Arbeitsauftrag 1
Gib die Einträge weiter unten erneut aus und ersetze dabei „positive clicks“ durch „foreground clicks“, ohne sonst etwas zu ändern. Lass die Bilder in deiner Antwort weg.

Ausgewählter Auszug
Donnerstag, 23. März 2023

Heute vor 90 Jahren im Reichstag

Berliner Krolloper um 1890

Nachdem am 30. Januar 1933 Adolf Hitler zum Reichskanzler ernannt worden war, brannte bereits in der Nacht zum 28. Februar 1933 der Reichstag: In der Wahl vom 5. März gewannen NSDAP und DNVP gemeinsam die absolute Mehrheit der Sitze. Da der bisherige Tagungsort nicht nutzbar war, wich man auf die nahe gelegene Krolloper aus. Sie ist der Ort der nachfolgenden Ereignisse.

Am 23. März 1933 wurde gegen die Stimmen der SPD, aber mit denen aller übrigen Parteien (aufgrund der Verordnung des Reichspräsidenten zum Schutz von Volk und Staat waren die Mandate der KPD annulliert worden) das sogenannte „Ermächtigungsgesetz“ beschlossen, das die Reichregierung ermächtigte, ohne das Parlament Gesetze zu erlassen. Es wurde mehrfach verlängert. Infolgedessen diente der Reichstag in den seltenen folgenden Zusammenkünften der Parlamentarier nur noch als Podium für öffentliche Auftritte Adolf Hitlers, so etwa am 6. Oktober 1939 bei der Verkündung des Sieges über Polen.

Adolf Hitler vor dem Reichstag in der Kroll-Oper zum Abschluß des Feldzugs gegen Polen, Quelle Bundesarchiv 

Es mag verwundern, wenn ich nachfolgend die Rede eines einmal führenden Politikers der SPD vollständig anbringe. Aber der für manchen überraschende, in jedem Fall aufschlußreiche Inhalt rechtfertigt dies vollauf, vom Anlaß völlig abgesehen. 

Es handelt sich um die Rede des Reichstagsabgeordneten und SPD-Vorsitzenden Otto Wels in der Sitzung des Reichstags vom 23. März 1933 in der Debatte über das „Gesetz zur Behebung der Not von Volk und Reich“ (Ermächtigungsgesetz).

Otto Wels (1873 – 1939) 1924, von hier

Otto Wels (SPD) Rede zur Begründung der Ablehnung des Ermächtigunsgesetzes

"Meine Damen und Herren! Der außenpolitischen Forderung deutscher Gleichberechtigung, die der Herr Reichskanzler erhoben hat, stimmen wir Sozialdemokraten umso nachdrücklicher zu, als wir sie bereits von jeher grundsätzlich verfochten haben.

Ich darf mir wohl in diesem Zusammenhang die persönliche Bemerkung gestatten, dass ich als erster Deutscher vor einem internationalen Forum, auf der Berner Konferenz, am 3. Februar des Jahres 1919, der Unwahrheit von der Schuld Deutschlands am Ausbruch des Weltkrieges entgegengetreten bin.

Arbeitsauftrag 2
Schreib den Text über die Reichstagssitzung zum Ermächtigungsgesetz nach seinem letzten Satz weiter.

Gesammelte Dateneinträge:
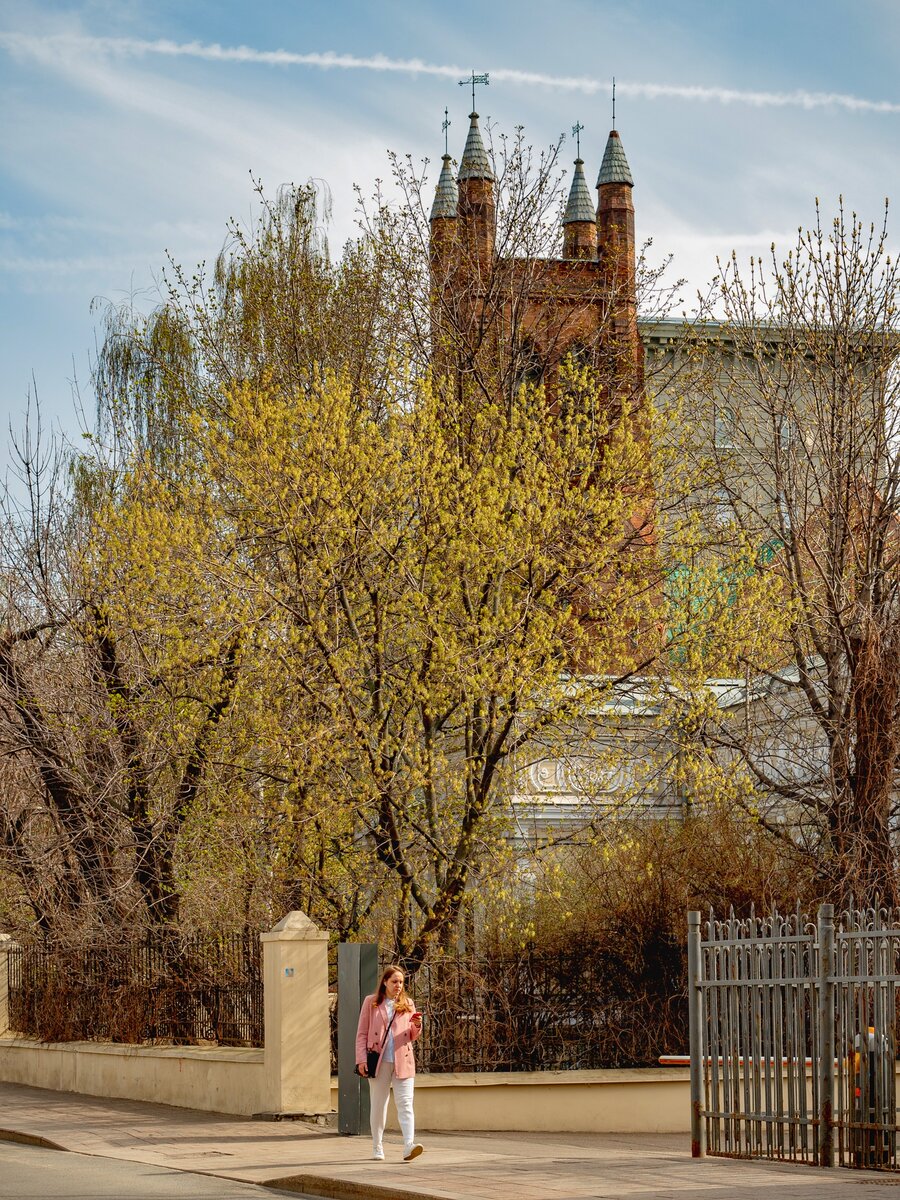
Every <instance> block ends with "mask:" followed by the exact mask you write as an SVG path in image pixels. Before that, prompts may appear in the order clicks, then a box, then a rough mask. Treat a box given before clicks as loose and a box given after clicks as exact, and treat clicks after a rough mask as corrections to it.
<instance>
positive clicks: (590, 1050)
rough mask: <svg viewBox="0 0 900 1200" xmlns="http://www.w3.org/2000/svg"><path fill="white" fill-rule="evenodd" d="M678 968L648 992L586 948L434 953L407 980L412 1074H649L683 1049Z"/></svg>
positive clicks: (680, 982)
mask: <svg viewBox="0 0 900 1200" xmlns="http://www.w3.org/2000/svg"><path fill="white" fill-rule="evenodd" d="M389 961H390V960H389V959H385V960H384V961H383V964H382V966H383V967H384V966H386V965H388V962H389ZM679 966H680V960H679V964H678V965H676V966H673V974H674V976H677V982H674V983H668V984H666V983H665V982H660V980H659V979H655V980H654V982H653V984H648V982H647V980H646V978H644V977H643V974H642V972H641V971H638V970H631V971H630V970H629V968H628V967H626V966H625V965H624V962H623V960H622V959H613V958H612V956H611V955H610V954H608V950H607V952H606V953H602V952H600V950H599V949H598V948H595V947H592V946H589V944H582V946H580V947H578V948H577V949H572V950H571V952H570V953H564V954H559V953H540V952H535V950H532V949H526V950H523V952H522V953H521V954H518V955H509V954H506V955H499V956H491V958H487V956H472V955H446V954H437V955H436V956H434V958H433V959H428V960H426V962H425V964H424V965H422V966H421V967H420V968H419V970H418V971H416V972H415V973H414V974H413V976H412V977H410V979H409V982H408V989H409V992H410V995H412V997H413V1000H414V1001H415V1004H416V1007H418V1008H419V1009H420V1010H421V1012H422V1013H424V1022H422V1036H421V1038H420V1039H419V1042H418V1043H416V1064H418V1068H419V1069H420V1070H426V1072H452V1070H479V1072H492V1070H575V1069H578V1068H584V1069H593V1068H600V1067H640V1066H652V1064H654V1066H655V1064H656V1062H658V1057H659V1055H660V1054H662V1052H665V1051H666V1050H671V1051H673V1052H679V1051H680V1052H686V1050H688V1007H686V996H685V990H684V983H683V974H682V970H679ZM338 1003H340V997H338ZM335 1061H336V1060H335Z"/></svg>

Ergebnis 1
Every <instance> block ends with "mask:" followed by the exact mask you write as an SVG path in image pixels. Before that, prompts may appear in the order clicks, then a box, then a rough mask. Treat a box given before clicks as loose and a box given after clicks as exact, and treat clicks after a rough mask as corrections to it.
<instance>
foreground clicks: (590, 1050)
rough mask: <svg viewBox="0 0 900 1200" xmlns="http://www.w3.org/2000/svg"><path fill="white" fill-rule="evenodd" d="M678 968L648 992L586 948L434 953L407 980L412 1074H649L683 1049Z"/></svg>
foreground clicks: (680, 982)
mask: <svg viewBox="0 0 900 1200" xmlns="http://www.w3.org/2000/svg"><path fill="white" fill-rule="evenodd" d="M389 961H390V960H389V959H385V960H384V961H383V964H382V966H383V967H384V966H386V965H388V962H389ZM679 966H680V960H679V964H678V965H676V966H673V974H674V976H677V982H674V983H668V984H666V983H665V982H660V980H659V979H655V980H654V982H653V984H648V982H647V980H646V978H644V977H643V974H642V972H641V971H638V970H631V971H630V970H629V968H628V967H626V966H625V965H624V962H623V960H622V959H613V958H612V956H611V955H610V954H608V950H607V952H606V953H602V952H600V950H599V949H598V948H595V947H592V946H589V944H582V946H580V947H578V948H577V949H572V950H571V952H570V953H564V954H559V953H540V952H535V950H532V949H526V950H523V952H522V953H521V954H518V955H509V954H506V955H499V956H491V958H487V956H472V955H446V954H437V955H436V956H434V958H433V959H428V960H426V962H425V964H424V965H422V966H421V967H420V968H419V970H418V971H416V972H415V973H414V974H413V976H412V977H410V979H409V982H408V989H409V992H410V995H412V997H413V1000H414V1001H415V1004H416V1007H418V1008H419V1009H420V1010H421V1012H422V1013H424V1022H422V1036H421V1038H420V1039H419V1042H418V1043H416V1064H418V1068H419V1069H420V1070H426V1072H452V1070H479V1072H492V1070H575V1069H578V1068H584V1069H593V1068H600V1067H640V1066H652V1064H654V1066H655V1064H656V1062H658V1057H659V1055H660V1054H662V1052H665V1051H666V1050H671V1051H673V1052H679V1051H680V1052H686V1050H688V1007H686V996H685V990H684V983H683V974H682V970H679ZM338 1003H340V997H338ZM335 1061H336V1060H335Z"/></svg>

Ergebnis 2
Der Versailler Vertrag wurde am 28. Juni 1919 zwischen dem Deutschen Reich einerseits sowie Frankreich, Großbritannien, den Vereinigten Staaten und ihren Verbündeten andererseits geschlossen und beendete den Ersten Weltkrieg, er war ohne Beteiligung Deutschlands ausgehandelt worden und stellte die alleinige Schuld Deutschlands und seiner Verbündeten am Ausbruch des Weltkriegs fest, verpflichtete es zu Gebietsabtretungen, Reparationszahlungen an die Siegermächte und stark reduzierten eigenen Verteidigungskräften. 

William Orpen: Vertragsunterzeichnung in der Spiegelgalerie des Schlosses von Versailles 1919, von hier

Nie hat uns irgendein Grundsatz unserer Partei daran hindern können oder gehindert, die gerechten Forderungen der deutschen Nation gegenüber den anderen Völkern der Welt zu vertreten.

Der Herr Reichskanzler hat auch vorgestern in Potsdam einen Satz gesprochen, den wir unterschreiben. Er lautet: 'Aus dem Aberwitz der Theorie von ewigen Siegern und Besiegten kam der Wahnwitz der Reparationen und in der Folge die Katastrophe der Weltwirtschaft.' Dieser Satz gilt für die Außenpolitik; für die Innenpolitik gilt er nicht minder.

Am 21. März 1933 fand in der Potsdamer Garnisonkirche ein Staatsakt zur Eröffnung des aus den Wahlen vom 5. März 1933 hervorgegangen Reichstages statt. Otto Wels zitiert aus der Ansprache Hitlers bei diesem Anlaß. Bild: Reichskanzler Adolf Hitler verneigt sich vor Reichspräsident Paul von Hindenburg und reicht ihm die Hand. Photo von hier.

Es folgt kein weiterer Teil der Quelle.